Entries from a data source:
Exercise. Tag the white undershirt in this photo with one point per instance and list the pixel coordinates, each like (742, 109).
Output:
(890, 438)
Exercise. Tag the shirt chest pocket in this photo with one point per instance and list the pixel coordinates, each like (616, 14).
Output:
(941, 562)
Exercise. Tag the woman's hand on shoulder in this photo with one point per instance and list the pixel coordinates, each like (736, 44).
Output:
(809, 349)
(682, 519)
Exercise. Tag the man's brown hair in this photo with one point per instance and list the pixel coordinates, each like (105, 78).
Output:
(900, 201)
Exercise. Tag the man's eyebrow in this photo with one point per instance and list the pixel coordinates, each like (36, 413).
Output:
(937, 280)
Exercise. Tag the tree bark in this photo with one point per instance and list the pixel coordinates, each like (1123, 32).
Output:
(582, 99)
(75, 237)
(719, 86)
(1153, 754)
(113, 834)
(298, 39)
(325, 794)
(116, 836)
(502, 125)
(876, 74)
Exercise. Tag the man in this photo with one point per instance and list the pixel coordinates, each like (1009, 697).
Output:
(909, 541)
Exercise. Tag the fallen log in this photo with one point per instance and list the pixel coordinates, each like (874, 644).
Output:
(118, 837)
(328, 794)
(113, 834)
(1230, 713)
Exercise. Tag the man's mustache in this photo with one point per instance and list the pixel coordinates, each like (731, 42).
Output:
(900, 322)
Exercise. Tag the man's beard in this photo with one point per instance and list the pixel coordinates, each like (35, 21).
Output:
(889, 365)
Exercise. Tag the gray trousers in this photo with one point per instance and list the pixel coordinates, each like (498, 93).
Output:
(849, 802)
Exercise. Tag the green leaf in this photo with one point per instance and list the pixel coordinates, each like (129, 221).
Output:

● CHALLENGE
Copy the entries from the line with "Exercise. Tag the man's beard" through the end of the entries, putting "pants" in place of "trousers" and leaving everything else as it is.

● ANSWER
Exercise. Tag the man's beard in this photo with one point per instance and list the pixel coordinates, each like (35, 21).
Output:
(889, 365)
Exercise. Tag the gray pants in this photo with one point per instance and list the pixel coordinates, each like (498, 93).
Output:
(849, 802)
Exercise. Tag the green leaf in this photo with one point per instance and list the pixel coordinates, each like (129, 221).
Output:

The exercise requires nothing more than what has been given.